• OBJECTIVE
Select each line below that contains the string "metal" and copy it out in full. Matching is case-sensitive.

━━━━━━━━━━

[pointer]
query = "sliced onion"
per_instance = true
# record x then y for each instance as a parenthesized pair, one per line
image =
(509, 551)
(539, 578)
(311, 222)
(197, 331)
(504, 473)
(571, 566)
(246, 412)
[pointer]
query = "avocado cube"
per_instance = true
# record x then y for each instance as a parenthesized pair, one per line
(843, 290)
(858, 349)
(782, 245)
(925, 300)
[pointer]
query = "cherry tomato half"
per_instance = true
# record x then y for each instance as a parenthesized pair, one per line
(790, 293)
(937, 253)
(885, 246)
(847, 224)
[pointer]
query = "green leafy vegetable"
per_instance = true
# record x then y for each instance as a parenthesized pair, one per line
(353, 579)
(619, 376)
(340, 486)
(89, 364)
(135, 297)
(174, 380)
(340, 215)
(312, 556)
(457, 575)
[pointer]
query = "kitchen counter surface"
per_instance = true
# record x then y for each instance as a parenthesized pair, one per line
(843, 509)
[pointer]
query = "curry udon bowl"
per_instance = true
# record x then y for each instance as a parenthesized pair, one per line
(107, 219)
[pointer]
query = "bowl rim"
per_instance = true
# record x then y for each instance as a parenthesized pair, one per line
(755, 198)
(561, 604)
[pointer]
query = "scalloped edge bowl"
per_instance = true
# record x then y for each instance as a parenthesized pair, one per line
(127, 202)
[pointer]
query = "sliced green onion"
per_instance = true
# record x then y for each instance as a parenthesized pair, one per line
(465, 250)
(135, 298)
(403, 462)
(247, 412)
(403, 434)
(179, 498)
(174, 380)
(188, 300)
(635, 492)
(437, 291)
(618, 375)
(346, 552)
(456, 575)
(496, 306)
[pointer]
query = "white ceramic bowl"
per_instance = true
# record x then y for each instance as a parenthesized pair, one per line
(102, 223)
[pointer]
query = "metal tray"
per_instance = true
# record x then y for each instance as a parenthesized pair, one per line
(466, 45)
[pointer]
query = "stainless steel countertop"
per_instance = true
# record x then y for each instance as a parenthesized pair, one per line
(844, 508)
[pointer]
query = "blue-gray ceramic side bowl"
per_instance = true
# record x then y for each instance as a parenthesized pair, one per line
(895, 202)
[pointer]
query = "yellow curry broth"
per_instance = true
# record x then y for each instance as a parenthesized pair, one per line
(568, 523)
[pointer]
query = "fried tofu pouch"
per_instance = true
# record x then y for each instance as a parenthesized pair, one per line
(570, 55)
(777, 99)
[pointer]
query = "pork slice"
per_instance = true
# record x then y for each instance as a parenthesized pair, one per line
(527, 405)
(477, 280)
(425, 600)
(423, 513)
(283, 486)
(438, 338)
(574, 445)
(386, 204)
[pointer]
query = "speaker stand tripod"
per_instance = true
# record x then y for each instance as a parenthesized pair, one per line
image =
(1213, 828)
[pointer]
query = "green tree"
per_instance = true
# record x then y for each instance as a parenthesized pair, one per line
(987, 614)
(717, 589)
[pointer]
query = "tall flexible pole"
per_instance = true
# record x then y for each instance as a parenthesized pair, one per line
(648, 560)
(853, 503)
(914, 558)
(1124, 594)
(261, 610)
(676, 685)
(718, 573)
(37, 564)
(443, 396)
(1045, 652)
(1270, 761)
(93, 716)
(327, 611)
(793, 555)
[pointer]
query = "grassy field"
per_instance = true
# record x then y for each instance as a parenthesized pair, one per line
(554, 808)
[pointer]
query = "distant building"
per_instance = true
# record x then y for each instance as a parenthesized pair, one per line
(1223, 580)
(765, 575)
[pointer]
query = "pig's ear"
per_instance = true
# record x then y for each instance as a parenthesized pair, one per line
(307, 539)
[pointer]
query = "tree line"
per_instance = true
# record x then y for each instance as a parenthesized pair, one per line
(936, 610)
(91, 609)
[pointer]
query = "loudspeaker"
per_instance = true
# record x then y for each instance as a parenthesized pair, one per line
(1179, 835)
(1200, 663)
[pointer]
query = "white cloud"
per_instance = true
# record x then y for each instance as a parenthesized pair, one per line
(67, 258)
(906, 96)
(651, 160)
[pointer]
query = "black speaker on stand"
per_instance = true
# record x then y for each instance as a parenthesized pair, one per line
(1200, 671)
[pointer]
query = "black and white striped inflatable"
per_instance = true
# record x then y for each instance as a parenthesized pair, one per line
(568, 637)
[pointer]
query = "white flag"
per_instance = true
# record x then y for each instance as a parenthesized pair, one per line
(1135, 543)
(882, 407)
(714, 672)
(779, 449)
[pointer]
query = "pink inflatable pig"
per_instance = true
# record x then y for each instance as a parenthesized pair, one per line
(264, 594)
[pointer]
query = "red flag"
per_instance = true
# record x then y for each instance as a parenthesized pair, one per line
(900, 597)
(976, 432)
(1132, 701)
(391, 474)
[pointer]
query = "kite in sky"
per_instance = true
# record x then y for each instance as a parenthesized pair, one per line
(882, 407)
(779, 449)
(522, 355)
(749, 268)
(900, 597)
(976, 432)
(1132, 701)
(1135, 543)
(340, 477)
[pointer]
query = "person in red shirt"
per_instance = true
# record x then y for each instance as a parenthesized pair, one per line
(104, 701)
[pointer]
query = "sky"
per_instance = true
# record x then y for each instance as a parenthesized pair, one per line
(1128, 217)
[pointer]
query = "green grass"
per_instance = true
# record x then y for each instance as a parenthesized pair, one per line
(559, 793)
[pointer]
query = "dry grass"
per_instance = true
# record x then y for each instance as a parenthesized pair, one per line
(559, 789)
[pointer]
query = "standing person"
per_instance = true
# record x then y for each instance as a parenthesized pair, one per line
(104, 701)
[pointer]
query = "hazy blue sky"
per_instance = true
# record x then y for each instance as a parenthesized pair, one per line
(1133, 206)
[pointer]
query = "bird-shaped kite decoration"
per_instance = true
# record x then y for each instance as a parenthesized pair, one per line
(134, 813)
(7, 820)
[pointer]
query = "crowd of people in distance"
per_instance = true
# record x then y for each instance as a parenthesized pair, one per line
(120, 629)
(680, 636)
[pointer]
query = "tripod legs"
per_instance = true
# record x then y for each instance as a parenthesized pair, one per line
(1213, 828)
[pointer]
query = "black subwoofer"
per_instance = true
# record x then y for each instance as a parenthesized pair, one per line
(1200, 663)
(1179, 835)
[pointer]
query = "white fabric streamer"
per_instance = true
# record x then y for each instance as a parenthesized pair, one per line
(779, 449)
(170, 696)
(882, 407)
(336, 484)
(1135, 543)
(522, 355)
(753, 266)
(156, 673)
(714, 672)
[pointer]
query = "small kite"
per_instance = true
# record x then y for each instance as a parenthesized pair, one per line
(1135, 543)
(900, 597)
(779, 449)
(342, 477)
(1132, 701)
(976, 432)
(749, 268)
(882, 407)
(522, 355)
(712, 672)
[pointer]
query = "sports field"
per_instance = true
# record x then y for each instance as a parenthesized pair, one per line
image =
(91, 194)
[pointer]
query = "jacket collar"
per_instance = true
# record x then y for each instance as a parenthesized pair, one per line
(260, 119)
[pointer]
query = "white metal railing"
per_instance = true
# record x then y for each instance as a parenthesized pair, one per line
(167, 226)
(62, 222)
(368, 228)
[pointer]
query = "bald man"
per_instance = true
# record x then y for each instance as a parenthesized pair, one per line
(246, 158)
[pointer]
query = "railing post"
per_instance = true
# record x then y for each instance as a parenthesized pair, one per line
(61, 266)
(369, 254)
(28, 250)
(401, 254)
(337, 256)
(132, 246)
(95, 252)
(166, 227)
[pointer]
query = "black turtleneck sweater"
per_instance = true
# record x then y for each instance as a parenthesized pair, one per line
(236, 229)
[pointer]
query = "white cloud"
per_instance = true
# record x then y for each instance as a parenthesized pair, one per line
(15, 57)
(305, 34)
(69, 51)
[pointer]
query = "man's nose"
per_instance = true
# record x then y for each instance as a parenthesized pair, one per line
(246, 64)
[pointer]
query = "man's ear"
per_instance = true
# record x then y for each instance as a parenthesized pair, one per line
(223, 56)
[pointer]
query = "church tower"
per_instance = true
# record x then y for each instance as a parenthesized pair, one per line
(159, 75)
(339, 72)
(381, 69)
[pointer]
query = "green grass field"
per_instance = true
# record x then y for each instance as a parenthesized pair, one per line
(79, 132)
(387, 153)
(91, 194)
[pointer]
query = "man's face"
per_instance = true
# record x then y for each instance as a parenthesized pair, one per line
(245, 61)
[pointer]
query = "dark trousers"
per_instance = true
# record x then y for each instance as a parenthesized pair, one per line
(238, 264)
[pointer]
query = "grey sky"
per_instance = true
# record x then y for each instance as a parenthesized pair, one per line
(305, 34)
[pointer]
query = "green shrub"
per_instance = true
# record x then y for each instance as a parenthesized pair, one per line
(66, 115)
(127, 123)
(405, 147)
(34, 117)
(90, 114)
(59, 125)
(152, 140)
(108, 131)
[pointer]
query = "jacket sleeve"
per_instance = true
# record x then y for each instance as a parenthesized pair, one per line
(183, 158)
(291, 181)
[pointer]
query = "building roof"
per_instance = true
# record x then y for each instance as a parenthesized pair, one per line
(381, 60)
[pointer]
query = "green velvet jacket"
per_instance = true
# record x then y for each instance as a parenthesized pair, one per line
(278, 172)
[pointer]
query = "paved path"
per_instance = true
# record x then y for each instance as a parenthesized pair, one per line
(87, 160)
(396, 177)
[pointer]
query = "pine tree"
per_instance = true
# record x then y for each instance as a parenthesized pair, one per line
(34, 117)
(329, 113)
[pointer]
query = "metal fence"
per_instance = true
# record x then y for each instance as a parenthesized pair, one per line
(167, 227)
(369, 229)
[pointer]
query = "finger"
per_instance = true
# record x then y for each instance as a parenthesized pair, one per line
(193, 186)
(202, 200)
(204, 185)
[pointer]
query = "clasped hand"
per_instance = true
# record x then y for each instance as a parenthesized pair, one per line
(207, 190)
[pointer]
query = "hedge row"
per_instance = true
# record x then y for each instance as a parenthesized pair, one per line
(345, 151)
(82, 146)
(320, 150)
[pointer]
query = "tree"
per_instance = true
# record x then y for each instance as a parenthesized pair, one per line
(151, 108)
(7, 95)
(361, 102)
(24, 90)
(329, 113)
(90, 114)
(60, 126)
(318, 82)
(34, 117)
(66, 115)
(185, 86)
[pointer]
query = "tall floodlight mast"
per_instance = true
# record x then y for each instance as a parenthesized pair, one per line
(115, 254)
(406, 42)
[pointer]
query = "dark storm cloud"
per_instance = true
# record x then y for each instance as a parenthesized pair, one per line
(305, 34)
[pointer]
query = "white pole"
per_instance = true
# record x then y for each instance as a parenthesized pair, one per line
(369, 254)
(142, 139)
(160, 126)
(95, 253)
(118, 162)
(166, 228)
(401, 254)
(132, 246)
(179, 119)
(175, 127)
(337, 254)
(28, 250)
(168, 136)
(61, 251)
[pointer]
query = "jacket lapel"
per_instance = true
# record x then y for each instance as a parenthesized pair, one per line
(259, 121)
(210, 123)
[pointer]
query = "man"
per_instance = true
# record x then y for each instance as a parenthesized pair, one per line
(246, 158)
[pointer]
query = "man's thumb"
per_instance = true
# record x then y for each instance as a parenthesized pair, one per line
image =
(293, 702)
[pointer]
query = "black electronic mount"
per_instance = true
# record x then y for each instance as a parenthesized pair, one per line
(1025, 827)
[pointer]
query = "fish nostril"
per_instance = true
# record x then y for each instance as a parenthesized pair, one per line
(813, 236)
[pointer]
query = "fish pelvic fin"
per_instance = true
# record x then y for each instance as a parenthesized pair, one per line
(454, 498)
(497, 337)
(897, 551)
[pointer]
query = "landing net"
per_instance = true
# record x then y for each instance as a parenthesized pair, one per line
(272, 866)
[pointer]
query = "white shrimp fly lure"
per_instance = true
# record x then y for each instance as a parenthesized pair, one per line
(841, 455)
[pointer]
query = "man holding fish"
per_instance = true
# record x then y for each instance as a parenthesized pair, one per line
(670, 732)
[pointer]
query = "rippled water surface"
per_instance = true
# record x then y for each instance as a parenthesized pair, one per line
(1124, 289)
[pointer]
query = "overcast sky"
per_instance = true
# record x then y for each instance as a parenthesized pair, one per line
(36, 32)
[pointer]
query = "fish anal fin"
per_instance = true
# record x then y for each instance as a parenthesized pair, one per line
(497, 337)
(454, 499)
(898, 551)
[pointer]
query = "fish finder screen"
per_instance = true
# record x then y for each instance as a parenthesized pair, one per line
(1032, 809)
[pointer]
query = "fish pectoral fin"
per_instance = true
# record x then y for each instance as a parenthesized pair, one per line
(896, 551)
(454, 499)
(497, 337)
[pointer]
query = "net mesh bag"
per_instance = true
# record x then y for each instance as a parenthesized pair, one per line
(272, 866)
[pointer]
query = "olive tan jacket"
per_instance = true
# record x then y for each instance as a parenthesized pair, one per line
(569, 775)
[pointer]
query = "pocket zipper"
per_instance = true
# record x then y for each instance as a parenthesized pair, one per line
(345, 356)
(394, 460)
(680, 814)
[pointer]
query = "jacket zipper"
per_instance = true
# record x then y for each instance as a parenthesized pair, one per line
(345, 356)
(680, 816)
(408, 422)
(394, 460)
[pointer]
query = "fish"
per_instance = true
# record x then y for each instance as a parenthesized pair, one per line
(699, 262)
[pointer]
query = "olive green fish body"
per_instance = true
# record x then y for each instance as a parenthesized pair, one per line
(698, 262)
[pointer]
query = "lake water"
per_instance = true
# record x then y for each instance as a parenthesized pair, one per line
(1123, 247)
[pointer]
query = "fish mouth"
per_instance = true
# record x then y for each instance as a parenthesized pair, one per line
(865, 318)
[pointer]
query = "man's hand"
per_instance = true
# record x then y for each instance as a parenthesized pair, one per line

━━━━━━━━━━

• OUTPUT
query = "metal tray"
query = "white metal railing"
query = "metal fence"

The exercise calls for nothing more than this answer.